*Passage to read*.

In [4]:
import pandas as pd
import numpy as np

# Display settings
pd.set_option("display.max_columns", None)
pd.set_option("display.width", 1400)

RAW_PATH = "../data/raw/iyzico_fraud_data.csv"
OUT_PATH = "../data/processed/iyzico_featured_leakfree.csv"

# Placeholder for missing values
UNKNOWN = "UNKNOWN"

# Force string types to avoid errors (e.g. phone numbers starting with 0)
DTYPE_MAP = {
    "buyer_gsm": "string",
    "buyer_email": "string",
    "bin_number": "string",
    "last_four_digits": "string",
    "merchant_id": "string",
    "payment_source_id": "string",
}

def add_time_since_last(df, key_col):
    """Calculate seconds passed since the last transaction for a specific ID."""
    # Sort by ID and date to get correct order
    temp = df.sort_values([key_col, "payment_date"])

    # Get the date of the previous transaction
    prev_date = temp.groupby(key_col)["payment_date"].shift(1)

    # Calculate difference in seconds
    tsl = (temp["payment_date"] - prev_date).dt.total_seconds()

    # Return result aligned with temp index
    return tsl.fillna(-1).astype(np.float32), temp.index

def add_velocity_features(df, key_col, value_col="price", windows=("1h", "24h")):
    """
    Calculate stats (count, sum) over time windows.
    Important: closed='left' ensures we don't use current data (prevents leakage).

*Work to be completed*. Repeat the fraud-data feature code word for word, between "# Get the date" and "data (prevents leakage).", inclusive. The records that follow were taken from a separate source and have no connection to the code above.

*Record list*.
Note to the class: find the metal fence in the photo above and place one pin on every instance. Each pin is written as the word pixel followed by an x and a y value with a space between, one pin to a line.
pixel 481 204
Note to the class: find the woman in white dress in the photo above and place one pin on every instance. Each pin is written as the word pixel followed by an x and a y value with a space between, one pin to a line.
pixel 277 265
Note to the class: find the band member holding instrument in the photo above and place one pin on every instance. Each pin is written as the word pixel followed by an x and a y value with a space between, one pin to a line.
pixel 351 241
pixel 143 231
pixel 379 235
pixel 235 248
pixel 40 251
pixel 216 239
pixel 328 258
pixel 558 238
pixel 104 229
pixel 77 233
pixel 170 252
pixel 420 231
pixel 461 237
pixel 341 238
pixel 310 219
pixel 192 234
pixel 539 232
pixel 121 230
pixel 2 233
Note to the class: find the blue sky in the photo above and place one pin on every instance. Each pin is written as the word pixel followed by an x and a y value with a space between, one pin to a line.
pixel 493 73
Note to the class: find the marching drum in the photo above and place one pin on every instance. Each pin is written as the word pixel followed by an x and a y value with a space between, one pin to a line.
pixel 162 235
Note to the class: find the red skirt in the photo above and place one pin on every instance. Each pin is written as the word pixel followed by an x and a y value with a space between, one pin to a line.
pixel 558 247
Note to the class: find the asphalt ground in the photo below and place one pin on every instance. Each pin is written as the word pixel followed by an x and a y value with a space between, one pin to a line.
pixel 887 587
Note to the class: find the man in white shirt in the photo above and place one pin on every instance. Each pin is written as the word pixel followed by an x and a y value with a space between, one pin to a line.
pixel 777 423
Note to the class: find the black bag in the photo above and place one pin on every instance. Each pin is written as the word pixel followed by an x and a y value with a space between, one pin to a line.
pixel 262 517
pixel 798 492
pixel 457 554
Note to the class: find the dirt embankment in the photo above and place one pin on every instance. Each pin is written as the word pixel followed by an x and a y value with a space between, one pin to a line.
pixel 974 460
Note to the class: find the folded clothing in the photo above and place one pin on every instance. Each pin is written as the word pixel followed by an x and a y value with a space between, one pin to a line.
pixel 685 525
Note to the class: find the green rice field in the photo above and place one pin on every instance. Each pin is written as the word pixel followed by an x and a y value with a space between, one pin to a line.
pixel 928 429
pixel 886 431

*The completed task*.
# Get the date of the previous transaction
    prev_date = temp.groupby(key_col)["payment_date"].shift(1)

    # Calculate difference in seconds
    tsl = (temp["payment_date"] - prev_date).dt.total_seconds()

    # Return result aligned with temp index
    return tsl.fillna(-1).astype(np.float32), temp.index

def add_velocity_features(df, key_col, value_col="price", windows=("1h", "24h")):
    """
    Calculate stats (count, sum) over time windows.
    Important: closed='left' ensures we don't use current data (prevents leakage).